Stated exercise:
Write out the listing beneath this instruction in its entirety, exactly as it reads.
[start Material for this task]
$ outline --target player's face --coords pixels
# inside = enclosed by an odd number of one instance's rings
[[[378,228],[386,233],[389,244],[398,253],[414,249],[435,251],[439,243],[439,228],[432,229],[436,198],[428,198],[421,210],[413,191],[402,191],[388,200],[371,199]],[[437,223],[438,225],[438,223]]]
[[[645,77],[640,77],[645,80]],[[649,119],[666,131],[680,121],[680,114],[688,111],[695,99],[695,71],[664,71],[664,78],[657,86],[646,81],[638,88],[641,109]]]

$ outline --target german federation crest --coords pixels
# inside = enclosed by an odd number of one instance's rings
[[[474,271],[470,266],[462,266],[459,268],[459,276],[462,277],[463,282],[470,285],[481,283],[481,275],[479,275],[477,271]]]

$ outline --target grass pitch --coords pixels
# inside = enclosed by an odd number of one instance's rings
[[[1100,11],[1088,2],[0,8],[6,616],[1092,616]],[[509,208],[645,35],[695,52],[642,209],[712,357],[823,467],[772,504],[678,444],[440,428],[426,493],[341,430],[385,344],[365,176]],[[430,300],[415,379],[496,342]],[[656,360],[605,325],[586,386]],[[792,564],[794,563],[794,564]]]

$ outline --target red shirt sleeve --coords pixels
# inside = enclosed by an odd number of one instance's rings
[end Material for this task]
Exercise solution:
$ outline --target player's face --coords pixels
# inside = enclosed by an odd number of one instance's rings
[[[378,228],[386,233],[389,244],[398,253],[414,249],[435,251],[439,243],[439,228],[432,229],[436,198],[428,198],[421,210],[413,191],[402,191],[388,200],[371,199]],[[437,223],[438,225],[438,223]]]
[[[645,77],[640,77],[645,80]],[[649,119],[666,131],[680,121],[680,114],[688,111],[695,99],[695,71],[664,71],[664,78],[657,86],[646,81],[638,88],[641,109]]]

$ outline --target german federation crest --coords pixels
# inside = enclosed by an odd number of one instance's rings
[[[474,271],[470,266],[462,266],[459,268],[459,276],[462,277],[463,282],[470,285],[481,283],[481,275],[479,275],[477,271]]]

$ outline --target grass pitch --coords pixels
# inside = enclosed by an odd number of one instance's rings
[[[1100,11],[1088,2],[0,8],[6,616],[1092,616]],[[509,208],[645,35],[695,52],[642,209],[712,357],[823,467],[772,504],[678,444],[440,428],[426,493],[341,430],[385,344],[365,176]],[[430,300],[415,379],[496,342]],[[656,360],[605,325],[586,386]],[[792,564],[794,563],[794,564]]]

$ outline --target red shirt sleeve --coords pixels
# inside = enclosed by an odd number of one instance's rings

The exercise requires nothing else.